--- Begin PASSAGE GIVEN ---

BALTIMORE – Young Audiences of Maryland has been awarded a $50,000 grant from the National Endowment for the Arts (NEA) to support its Principal Fellowship program – a year-long initiative guiding 10 Baltimore City Public School principals in integrating the arts into learning for school-wide improvement.
This grant, which marks the 4th consecutive year that Young Audiences has received NEA funding, is part of the NEA’s nearly $25 million in funding of more than 1,000 Arts Projects nationwide in its first round of 2021 funding. The NEA’s grant to Young Audiences equals its largest commitment in Maryland for this round of funding.
Principals participating in the Fellowship – now in its second year – will create a community of school leaders and peers who share a commitment to justice and joy in education. They will explore the arts’ power to transform school culture, enhance learning and spur social emotional growth. Through collaborative planning sessions, one-on-one coaching by teaching artists, and observations of Young Audiences’ Summer Arts & Learning Academy and cultural institutions, each principal will create an action plan to leverage the arts as a tool for positive change at their schools.
The Principal Fellowship is designed to support Baltimore City Public Schools’ Blueprint For Success priorities of whole child development, literacy, and leadership. Participating principals will receive a $500 honorarium plus $3,000 to help implement arts-based approaches at their schools.
Applications for the Young Audiences Principal Fellowship, which begins in June 2021, are being accepted until April 23 and can be found here.
Analysis of Young Audiences’ work integrating the arts into learning for more than 200,000 students a year – through teaching artist residencies, assemblies, workshops and more – has shown significant impact on academic and social emotional growth. Sharing these strategies and ideas with school principals will exponentially expand that impact.

--- End PASSAGE GIVEN ---
--- Begin SUPPLIED DATA ---

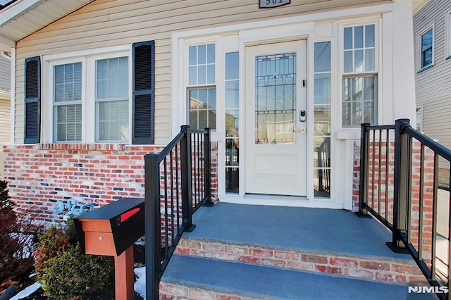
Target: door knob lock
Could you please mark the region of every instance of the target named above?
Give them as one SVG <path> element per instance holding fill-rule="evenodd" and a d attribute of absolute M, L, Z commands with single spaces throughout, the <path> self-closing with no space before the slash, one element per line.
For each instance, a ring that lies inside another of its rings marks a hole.
<path fill-rule="evenodd" d="M 299 120 L 300 122 L 305 122 L 307 118 L 305 116 L 305 111 L 299 111 Z"/>

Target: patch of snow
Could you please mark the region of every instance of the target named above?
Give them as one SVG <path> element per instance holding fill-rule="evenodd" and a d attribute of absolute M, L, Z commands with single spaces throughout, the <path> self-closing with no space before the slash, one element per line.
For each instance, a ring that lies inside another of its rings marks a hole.
<path fill-rule="evenodd" d="M 13 296 L 10 300 L 18 300 L 25 298 L 33 294 L 37 289 L 41 287 L 42 285 L 39 282 L 35 282 L 32 285 L 27 287 L 25 289 L 19 292 L 18 294 Z"/>
<path fill-rule="evenodd" d="M 146 267 L 135 268 L 135 275 L 136 281 L 135 282 L 135 292 L 142 298 L 146 299 Z"/>

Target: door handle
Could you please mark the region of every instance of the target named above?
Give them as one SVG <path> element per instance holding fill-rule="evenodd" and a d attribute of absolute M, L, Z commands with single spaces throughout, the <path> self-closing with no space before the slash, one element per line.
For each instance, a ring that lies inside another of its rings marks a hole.
<path fill-rule="evenodd" d="M 297 128 L 297 129 L 295 129 L 293 132 L 299 132 L 299 133 L 305 133 L 307 132 L 307 129 L 305 127 Z"/>
<path fill-rule="evenodd" d="M 305 116 L 305 111 L 302 110 L 299 111 L 299 122 L 305 122 L 307 118 Z"/>

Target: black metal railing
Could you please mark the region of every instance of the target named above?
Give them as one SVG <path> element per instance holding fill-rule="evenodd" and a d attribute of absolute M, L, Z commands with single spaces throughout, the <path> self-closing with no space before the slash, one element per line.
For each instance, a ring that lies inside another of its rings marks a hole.
<path fill-rule="evenodd" d="M 192 214 L 212 206 L 210 132 L 182 126 L 158 154 L 144 156 L 146 295 L 158 299 L 160 279 Z"/>
<path fill-rule="evenodd" d="M 330 192 L 330 138 L 326 137 L 316 148 L 318 190 Z"/>
<path fill-rule="evenodd" d="M 408 119 L 362 125 L 358 214 L 369 213 L 391 230 L 388 246 L 409 254 L 431 286 L 443 287 L 433 289 L 443 299 L 451 287 L 450 162 L 451 151 Z"/>

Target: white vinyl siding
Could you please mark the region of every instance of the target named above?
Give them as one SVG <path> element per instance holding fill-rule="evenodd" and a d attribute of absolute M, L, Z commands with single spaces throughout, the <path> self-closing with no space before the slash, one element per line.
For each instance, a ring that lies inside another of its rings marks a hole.
<path fill-rule="evenodd" d="M 18 42 L 16 142 L 23 141 L 25 58 L 155 40 L 155 144 L 166 144 L 171 135 L 172 32 L 305 15 L 321 9 L 345 9 L 362 4 L 389 2 L 386 0 L 292 1 L 290 5 L 276 9 L 259 9 L 258 1 L 241 0 L 95 1 Z M 43 102 L 45 97 L 43 95 Z"/>

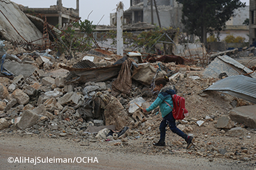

--- End SUPPLIED DATA ---

» **SHORT TASK 1**:
Please write out the records from their first line through the line containing "299 120 L 300", including both ends and leaving out the pictures.
» **SHORT TASK 2**:
Continue the news report on the NEA grant to Young Audiences of Maryland, picking up after its final sentence.

» **RESPONSE 1**:
Target: door knob lock
Could you please mark the region of every instance of the target named above?
Give them as one SVG <path> element per instance holding fill-rule="evenodd" and a d attribute of absolute M, L, Z commands with single spaces throughout, the <path> self-closing with no space before the slash, one element per line.
For each instance, a ring that lies inside another of its rings marks a hole.
<path fill-rule="evenodd" d="M 299 120 L 300 122 L 305 122 L 307 118 L 305 116 L 305 111 L 299 111 Z"/>

» **RESPONSE 2**:
“We started the Principal Fellowship after seeing that in thriving schools, true commitment to the arts starts with leadership.” said Stacie Sanders Evans, Young Audiences President and CEO. “We’re honored that the NEA’s continued commitment to our work will allow us to continue supporting our school leaders as they support their students and staff..”
“The National Endowment for the Arts is proud to support this project from Young Audiences of Maryland,” said Arts Endowment Acting Chairman Ann Eilers. “Young Audiences is among the arts organizations across the country that have demonstrated creativity, excellence, and resilience during this very challenging year.”
For more information about the Young Audiences Principal Fellowship, or to apply, visit https://www.yamd.org/principal-fellowship/
For more information on projects included in the Arts Endowment grant announcement, visit arts.gov/news.
About Young Audiences/Arts for Learning:
Started in Baltimore in 1950, Young Audiences is the nation’s largest arts-in- education provider. As the Maryland affiliate, Young Audiences/Arts for Learning (YA) is devoted to enriching the lives and education of Maryland’s youth through educational and culturally diverse arts programs. Through Young Audiences, professional artists from all disciplines partner with leaders and schools for over 7,000 hands on arts learning experiences that reach more than 190,000 Maryland students. Young Audiences envisions a Maryland where the arts are valued for their capacity to transform lives, and where every student is immersed in opportunities to imagine, to create, and to realize their full potential.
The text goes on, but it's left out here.